(begin)

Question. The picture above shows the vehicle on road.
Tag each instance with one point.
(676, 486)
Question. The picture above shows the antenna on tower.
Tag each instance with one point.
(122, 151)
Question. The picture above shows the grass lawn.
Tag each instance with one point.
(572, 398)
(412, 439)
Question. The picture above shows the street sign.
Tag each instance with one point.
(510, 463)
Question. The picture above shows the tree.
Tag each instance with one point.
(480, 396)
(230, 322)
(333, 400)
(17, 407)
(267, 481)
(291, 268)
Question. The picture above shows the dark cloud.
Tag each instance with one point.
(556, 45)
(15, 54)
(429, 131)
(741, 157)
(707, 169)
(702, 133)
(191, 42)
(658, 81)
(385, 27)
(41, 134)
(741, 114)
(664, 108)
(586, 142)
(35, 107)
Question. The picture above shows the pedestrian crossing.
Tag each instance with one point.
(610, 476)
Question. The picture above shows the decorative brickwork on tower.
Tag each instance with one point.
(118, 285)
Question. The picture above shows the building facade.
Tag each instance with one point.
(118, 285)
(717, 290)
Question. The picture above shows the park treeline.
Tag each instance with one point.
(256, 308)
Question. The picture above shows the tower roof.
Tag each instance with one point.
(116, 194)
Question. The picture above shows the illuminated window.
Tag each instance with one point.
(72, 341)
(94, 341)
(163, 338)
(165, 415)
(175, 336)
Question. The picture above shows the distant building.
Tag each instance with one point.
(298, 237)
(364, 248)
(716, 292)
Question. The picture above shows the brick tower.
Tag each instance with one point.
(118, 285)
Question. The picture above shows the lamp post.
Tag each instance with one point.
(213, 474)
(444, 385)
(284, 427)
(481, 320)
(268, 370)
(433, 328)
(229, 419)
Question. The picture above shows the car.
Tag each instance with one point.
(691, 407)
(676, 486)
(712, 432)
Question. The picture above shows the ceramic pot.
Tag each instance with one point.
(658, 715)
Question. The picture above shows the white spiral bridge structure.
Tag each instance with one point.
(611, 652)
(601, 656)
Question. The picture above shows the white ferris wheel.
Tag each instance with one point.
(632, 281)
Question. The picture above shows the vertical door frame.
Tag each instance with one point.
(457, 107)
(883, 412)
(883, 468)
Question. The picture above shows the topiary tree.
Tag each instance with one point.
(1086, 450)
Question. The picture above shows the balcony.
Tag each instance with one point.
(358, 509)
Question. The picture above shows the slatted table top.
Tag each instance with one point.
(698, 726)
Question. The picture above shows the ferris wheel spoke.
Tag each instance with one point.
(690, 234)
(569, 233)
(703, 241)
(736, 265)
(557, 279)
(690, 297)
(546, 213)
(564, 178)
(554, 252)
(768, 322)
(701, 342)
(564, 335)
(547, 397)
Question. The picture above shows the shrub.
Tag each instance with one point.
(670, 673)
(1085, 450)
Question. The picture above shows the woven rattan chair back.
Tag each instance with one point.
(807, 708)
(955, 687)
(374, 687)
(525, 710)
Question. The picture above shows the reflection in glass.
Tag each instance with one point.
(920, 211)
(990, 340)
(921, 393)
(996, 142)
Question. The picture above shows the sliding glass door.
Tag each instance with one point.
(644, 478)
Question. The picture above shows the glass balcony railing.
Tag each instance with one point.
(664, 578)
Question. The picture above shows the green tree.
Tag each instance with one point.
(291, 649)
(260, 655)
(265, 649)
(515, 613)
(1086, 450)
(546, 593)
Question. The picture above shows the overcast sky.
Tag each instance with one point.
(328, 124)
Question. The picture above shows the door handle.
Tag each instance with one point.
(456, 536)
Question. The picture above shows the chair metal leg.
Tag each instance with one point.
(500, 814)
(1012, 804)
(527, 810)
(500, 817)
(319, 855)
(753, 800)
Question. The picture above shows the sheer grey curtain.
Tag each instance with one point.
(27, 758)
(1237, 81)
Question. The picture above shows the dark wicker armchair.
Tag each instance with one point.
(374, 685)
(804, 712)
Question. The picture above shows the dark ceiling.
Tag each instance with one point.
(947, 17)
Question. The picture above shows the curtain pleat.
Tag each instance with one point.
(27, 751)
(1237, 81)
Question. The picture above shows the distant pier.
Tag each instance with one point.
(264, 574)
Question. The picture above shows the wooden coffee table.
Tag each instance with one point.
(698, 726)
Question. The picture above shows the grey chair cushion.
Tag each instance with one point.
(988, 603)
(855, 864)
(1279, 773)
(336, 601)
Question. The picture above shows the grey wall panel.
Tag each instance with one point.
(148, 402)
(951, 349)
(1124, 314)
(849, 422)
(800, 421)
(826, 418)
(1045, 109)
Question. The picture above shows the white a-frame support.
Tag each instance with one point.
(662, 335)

(end)

§ **Set exercise**
Rewrite the listing above, changing every "Tag each instance" to "Mark each instance" and leaving the rest unchanged.

§ **Answer to the exercise**
Question. The picture above shows the vehicle on road.
Mark each instance with one point.
(676, 486)
Question. The picture above shows the antenna on tower.
Mark each instance with one point.
(122, 151)
Question. The picture above shows the grass lawn.
Mark each instance with one point.
(572, 398)
(412, 439)
Question. The picture above shows the street sign.
Mark each instance with one point.
(510, 463)
Question. The picture above shows the tree.
Mark each instance with one point.
(480, 396)
(230, 322)
(333, 400)
(17, 407)
(267, 481)
(291, 268)
Question. The picture above shows the dark cloud.
Mark each instance with one point.
(556, 45)
(15, 54)
(429, 131)
(741, 157)
(707, 169)
(702, 133)
(191, 42)
(658, 81)
(385, 27)
(41, 134)
(741, 114)
(664, 108)
(586, 142)
(35, 107)
Question. The picture above shows the pedestrian crossing.
Mark each instance with one point.
(610, 476)
Question. The picture above shows the decorative brickwork on tower.
Mark each instance with one point.
(118, 285)
Question. The picture above shows the building facade.
Mark each instance with one point.
(118, 285)
(717, 290)
Question. The picture above shows the park treeline.
Mark each instance with one point.
(256, 308)
Question. The picture above shows the tower roof.
Mark each instance with one point.
(116, 194)
Question. The picture above shows the illuminated window.
Mark each instance with one point.
(72, 341)
(94, 341)
(163, 338)
(165, 415)
(175, 336)
Question. The picture above shows the distant building.
Mark each instance with one point.
(298, 237)
(364, 248)
(716, 292)
Question. The picture above shows the brick tower.
Mark each instance with one point.
(118, 285)
Question. The picture above shows the lamp post.
Mark each instance with one point.
(213, 474)
(444, 385)
(284, 427)
(481, 320)
(268, 370)
(433, 328)
(229, 419)
Question. The picture above shows the car.
Mark each instance with one point.
(691, 407)
(676, 486)
(712, 432)
Question. The picture above shows the ceramic pot.
Mark each instance with one point.
(658, 715)
Question. The picture above shows the white spiral bridge structure.
Mark each instance with one point.
(611, 652)
(601, 656)
Question. The picture above shows the white ferris wheel.
Mark each instance with one point.
(632, 281)
Question. The picture above shows the vertical door frame.
Mark each instance with one point.
(457, 107)
(883, 412)
(883, 468)
Question. The picture above shows the topiary tree.
Mark each instance with one point.
(1086, 450)
Question. The picture above shows the balcony.
Mark each instance with one point.
(358, 509)
Question. The picture above shows the slatted table top.
Mark each instance with one point.
(698, 726)
Question. The picture above shows the ferris wheel spoke.
Mark each instance with one point.
(690, 234)
(569, 233)
(703, 241)
(736, 265)
(557, 279)
(690, 297)
(546, 213)
(564, 178)
(554, 252)
(768, 322)
(701, 342)
(564, 335)
(547, 397)
Question. The picture above shows the shrub.
Mark each instance with one point.
(670, 673)
(1085, 450)
Question. The picture above shows the woven rattan chair back.
Mark each instance with one point.
(807, 708)
(955, 687)
(374, 687)
(525, 710)
Question. The picture above shows the reflection in glass.
Mark each instance with one point.
(920, 211)
(990, 340)
(921, 393)
(996, 142)
Question. The picture above shows the sliding glass door.
Mark each instance with one point.
(644, 478)
Question. The picture above shows the glass balcony railing.
Mark each instance with one point.
(664, 578)
Question. The picture above shows the green tree.
Mark each instance with one point.
(291, 649)
(260, 655)
(265, 649)
(515, 613)
(1086, 450)
(546, 593)
Question. The picture above shows the overcast sky.
Mark each instance with one point.
(328, 124)
Question. The picture above shows the door handle.
Mark each instance with one point.
(456, 536)
Question. The picture above shows the chair metal leg.
Mark each instance with one point.
(500, 814)
(1012, 804)
(527, 810)
(500, 817)
(319, 855)
(753, 800)
Question. The picture above shows the sheer grey curtain.
Mark each instance with one point.
(27, 758)
(1237, 81)
Question. The picture above shows the dark wicker armchair.
Mark each instance with one point.
(374, 685)
(804, 712)
Question. The picture above shows the dark ceiling.
Mark each instance with one point.
(947, 17)
Question. The picture above shows the curtain pleat.
Mark each instance with one point.
(27, 751)
(1237, 81)
Question. The picture above shows the distant pier.
Mark each instance with one point.
(264, 574)
Question. The picture above shows the wooden coffee table.
Mark each instance with one point.
(698, 726)
Question. The picture above shows the grey chair cushion.
Mark each instance with one point.
(988, 603)
(855, 864)
(1279, 773)
(336, 601)
Question. The picture above shows the grey wall panel.
Mark each instance with one point.
(148, 402)
(951, 349)
(1124, 314)
(849, 422)
(800, 421)
(826, 418)
(1045, 109)
Question. The picture above shows the white a-frame support.
Mark each instance with one point.
(662, 335)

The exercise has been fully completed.